● **PROMPT**
Reproduce the material from its start through the line containing "112], [170, 111]]", requests included, and shift every coordinate in the outlines by adding 99 to it. Leave the format samples and the numbers in the requests unchanged.

● **INPUT DATA**
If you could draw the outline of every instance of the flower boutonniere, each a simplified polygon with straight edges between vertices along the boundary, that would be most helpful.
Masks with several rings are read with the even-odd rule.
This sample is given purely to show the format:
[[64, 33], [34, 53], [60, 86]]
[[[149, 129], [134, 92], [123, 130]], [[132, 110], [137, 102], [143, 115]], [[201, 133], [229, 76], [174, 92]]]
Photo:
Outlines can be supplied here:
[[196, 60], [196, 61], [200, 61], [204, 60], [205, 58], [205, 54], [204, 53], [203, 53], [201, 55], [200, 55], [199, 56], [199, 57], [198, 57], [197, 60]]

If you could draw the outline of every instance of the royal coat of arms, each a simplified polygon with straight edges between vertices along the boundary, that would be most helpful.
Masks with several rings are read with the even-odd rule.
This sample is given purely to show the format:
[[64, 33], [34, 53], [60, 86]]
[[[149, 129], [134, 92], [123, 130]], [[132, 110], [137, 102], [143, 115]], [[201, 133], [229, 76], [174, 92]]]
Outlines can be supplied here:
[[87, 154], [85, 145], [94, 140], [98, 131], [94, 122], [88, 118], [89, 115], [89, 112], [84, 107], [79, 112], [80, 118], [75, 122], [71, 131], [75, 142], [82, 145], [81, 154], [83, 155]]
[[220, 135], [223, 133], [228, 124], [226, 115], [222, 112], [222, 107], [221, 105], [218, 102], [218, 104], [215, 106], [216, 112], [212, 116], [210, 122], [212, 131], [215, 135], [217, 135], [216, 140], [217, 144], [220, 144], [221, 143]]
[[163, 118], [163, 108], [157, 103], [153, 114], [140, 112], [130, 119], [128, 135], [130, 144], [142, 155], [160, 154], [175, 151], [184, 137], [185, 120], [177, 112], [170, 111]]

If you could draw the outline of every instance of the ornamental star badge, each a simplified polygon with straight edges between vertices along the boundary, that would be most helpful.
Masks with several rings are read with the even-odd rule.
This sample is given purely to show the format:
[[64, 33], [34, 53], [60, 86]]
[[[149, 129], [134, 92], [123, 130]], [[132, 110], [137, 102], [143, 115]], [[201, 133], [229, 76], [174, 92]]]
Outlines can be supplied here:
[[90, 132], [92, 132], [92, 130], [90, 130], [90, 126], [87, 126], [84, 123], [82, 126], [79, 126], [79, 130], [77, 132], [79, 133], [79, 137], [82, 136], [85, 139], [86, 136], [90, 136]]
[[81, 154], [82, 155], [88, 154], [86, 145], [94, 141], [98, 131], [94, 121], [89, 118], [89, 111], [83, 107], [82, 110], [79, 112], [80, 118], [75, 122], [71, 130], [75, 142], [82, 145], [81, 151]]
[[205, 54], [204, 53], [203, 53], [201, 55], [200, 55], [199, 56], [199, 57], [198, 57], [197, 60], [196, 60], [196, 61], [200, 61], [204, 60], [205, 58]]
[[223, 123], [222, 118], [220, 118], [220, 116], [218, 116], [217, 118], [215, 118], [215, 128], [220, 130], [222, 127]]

● **WRITTEN ANSWER**
If you could draw the outline of every instance of the flower boutonniere, each a simplified polygon with straight edges between vertices along the boundary, that would be most helpful.
Masks with several rings are read with the even-odd rule.
This sample is given purely to show the format:
[[64, 33], [34, 53], [60, 86]]
[[[149, 129], [134, 92], [123, 130]], [[132, 110], [137, 102], [143, 115]], [[201, 133], [229, 76], [174, 92]]]
Photo:
Outlines can be supplied here:
[[295, 159], [295, 160], [299, 160], [303, 159], [304, 157], [304, 153], [303, 152], [302, 152], [300, 154], [299, 154], [298, 155], [298, 156], [297, 156], [296, 159]]

If you could draw the outline of every instance of the royal coat of arms, each a simplified polygon with straight edges between vertices along the boundary, that would be most helpful.
Masks with several rings are read with the even-odd rule.
This sample is given purely to show the format:
[[64, 33], [34, 53], [60, 86]]
[[[149, 129], [134, 92], [123, 130]], [[132, 110], [137, 102], [143, 115]], [[201, 133], [229, 76], [174, 92]]]
Outlines can be supplied here:
[[186, 253], [184, 244], [193, 239], [197, 230], [193, 221], [187, 217], [188, 214], [188, 211], [183, 206], [178, 211], [179, 217], [174, 221], [170, 230], [174, 241], [181, 244], [180, 253], [182, 254]]
[[319, 234], [322, 232], [327, 223], [325, 214], [321, 211], [321, 206], [320, 204], [317, 201], [317, 203], [314, 205], [315, 211], [311, 215], [309, 221], [311, 230], [314, 234], [316, 234], [315, 239], [316, 243], [319, 243], [320, 242]]
[[262, 217], [262, 207], [256, 202], [252, 213], [239, 211], [229, 218], [227, 234], [229, 243], [241, 254], [259, 253], [274, 250], [283, 236], [284, 219], [276, 211], [269, 210]]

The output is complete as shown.